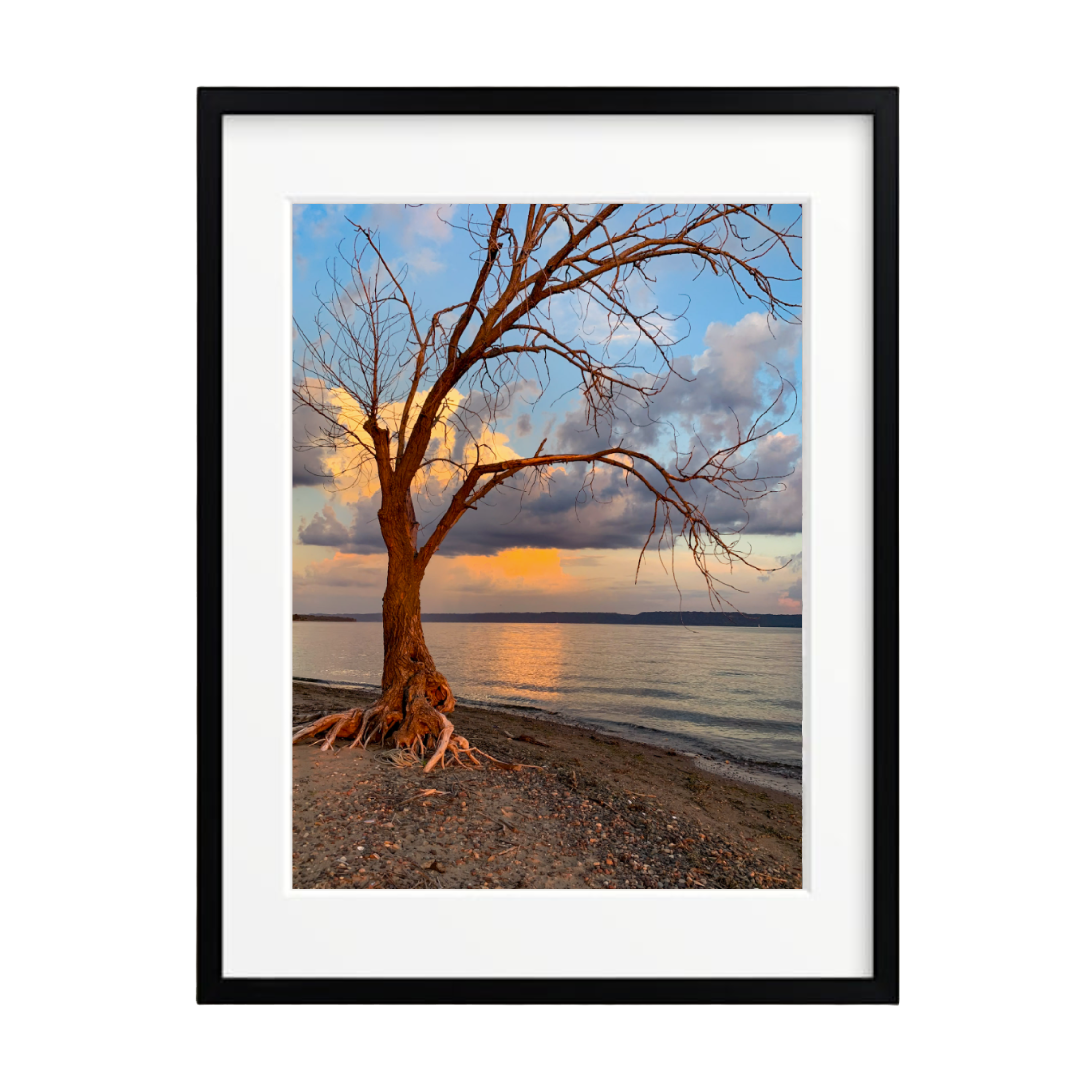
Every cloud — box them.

***

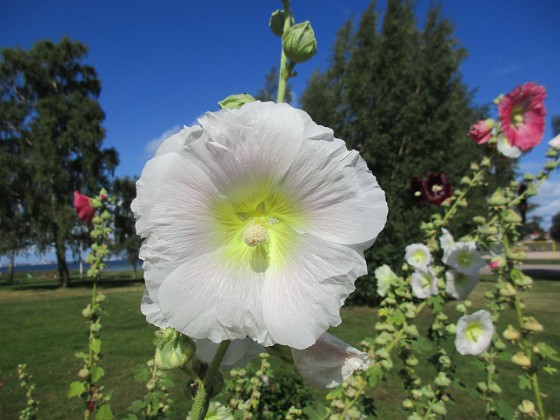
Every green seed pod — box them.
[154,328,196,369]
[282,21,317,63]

***

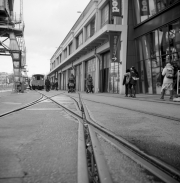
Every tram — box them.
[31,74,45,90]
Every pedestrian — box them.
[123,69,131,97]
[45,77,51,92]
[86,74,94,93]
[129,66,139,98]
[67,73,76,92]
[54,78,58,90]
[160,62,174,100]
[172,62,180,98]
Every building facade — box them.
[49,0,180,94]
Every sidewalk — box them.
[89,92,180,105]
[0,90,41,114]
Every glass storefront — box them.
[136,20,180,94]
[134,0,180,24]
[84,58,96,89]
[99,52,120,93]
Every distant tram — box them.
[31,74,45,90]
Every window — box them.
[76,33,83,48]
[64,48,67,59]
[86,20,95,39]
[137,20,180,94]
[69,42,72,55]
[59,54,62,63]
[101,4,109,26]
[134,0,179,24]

***

* [Instructions for the task] Arrange the lines of the data above, from the line containing "Every building facade — box them." through the line containing "[134,0,179,24]", inclusive, as a numbered list, skipping any blank lines.

* [Reply to the task]
1. Every building facade — box them.
2. [49,0,180,94]
3. Every sidewalk — box them.
4. [89,92,180,105]
5. [0,90,41,114]
6. Every glass storefront — box them.
7. [136,20,180,94]
8. [134,0,180,24]
9. [84,58,96,89]
10. [99,52,120,93]
11. Every distant tram — box them.
12. [31,74,45,90]
13. Every window — box them.
14. [76,33,83,48]
15. [64,48,67,59]
16. [86,20,95,39]
17. [137,20,180,94]
18. [69,42,72,55]
19. [59,54,62,63]
20. [101,4,109,26]
21. [134,0,179,24]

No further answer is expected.